**Work instruction:** Transcribe the lines from the start of the data below through the line with "Query: mirror reflection", word for word and nothing more.

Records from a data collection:
::::
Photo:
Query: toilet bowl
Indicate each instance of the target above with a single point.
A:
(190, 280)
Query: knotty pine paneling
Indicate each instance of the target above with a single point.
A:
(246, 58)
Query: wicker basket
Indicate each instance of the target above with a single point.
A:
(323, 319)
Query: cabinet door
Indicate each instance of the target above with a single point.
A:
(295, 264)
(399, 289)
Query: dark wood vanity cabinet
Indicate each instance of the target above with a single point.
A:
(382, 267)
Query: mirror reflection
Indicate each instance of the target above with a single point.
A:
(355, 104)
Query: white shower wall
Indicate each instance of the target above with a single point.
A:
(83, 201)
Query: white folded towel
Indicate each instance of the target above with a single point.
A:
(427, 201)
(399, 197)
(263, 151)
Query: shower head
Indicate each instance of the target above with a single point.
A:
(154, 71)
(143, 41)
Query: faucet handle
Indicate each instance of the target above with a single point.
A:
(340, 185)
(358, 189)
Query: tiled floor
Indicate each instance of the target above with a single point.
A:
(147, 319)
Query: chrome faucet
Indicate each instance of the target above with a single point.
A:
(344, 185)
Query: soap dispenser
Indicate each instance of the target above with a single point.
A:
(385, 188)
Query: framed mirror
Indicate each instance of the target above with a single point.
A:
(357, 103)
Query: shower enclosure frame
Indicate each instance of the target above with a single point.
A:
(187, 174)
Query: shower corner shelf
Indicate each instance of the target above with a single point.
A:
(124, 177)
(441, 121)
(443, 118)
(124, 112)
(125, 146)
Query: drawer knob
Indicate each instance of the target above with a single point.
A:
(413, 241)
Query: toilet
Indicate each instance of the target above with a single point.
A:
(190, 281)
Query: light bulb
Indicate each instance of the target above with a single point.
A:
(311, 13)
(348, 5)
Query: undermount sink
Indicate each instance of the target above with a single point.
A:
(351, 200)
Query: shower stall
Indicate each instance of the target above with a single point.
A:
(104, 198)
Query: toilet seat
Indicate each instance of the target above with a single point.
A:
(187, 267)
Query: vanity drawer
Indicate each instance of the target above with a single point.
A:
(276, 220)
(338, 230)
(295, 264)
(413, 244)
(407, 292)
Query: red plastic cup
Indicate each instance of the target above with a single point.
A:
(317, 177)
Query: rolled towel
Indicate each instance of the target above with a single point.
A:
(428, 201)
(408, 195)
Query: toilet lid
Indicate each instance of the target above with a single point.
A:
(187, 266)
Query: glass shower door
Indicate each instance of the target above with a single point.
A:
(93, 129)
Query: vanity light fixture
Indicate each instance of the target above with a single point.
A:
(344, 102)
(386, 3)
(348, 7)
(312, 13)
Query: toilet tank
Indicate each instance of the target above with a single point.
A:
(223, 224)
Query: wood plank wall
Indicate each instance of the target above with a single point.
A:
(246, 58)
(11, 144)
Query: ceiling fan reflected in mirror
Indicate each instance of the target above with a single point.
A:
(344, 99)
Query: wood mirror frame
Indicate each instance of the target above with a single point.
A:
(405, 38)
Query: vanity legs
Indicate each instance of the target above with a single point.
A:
::::
**Task output:**
Photo:
Query: toilet bowl
Indicate each instance of the target above with a single point.
A:
(190, 280)
Query: knotty pine paneling
Indicate each instance of the target above with a single point.
A:
(246, 58)
Query: wicker basket
Indicate each instance of the target above with a single point.
A:
(323, 319)
Query: cabinet door
Indicate each instance of the target above with a single point.
A:
(295, 264)
(399, 289)
Query: dark wood vanity cabinet
Indicate each instance of the target above with a single point.
A:
(382, 267)
Query: mirror reflection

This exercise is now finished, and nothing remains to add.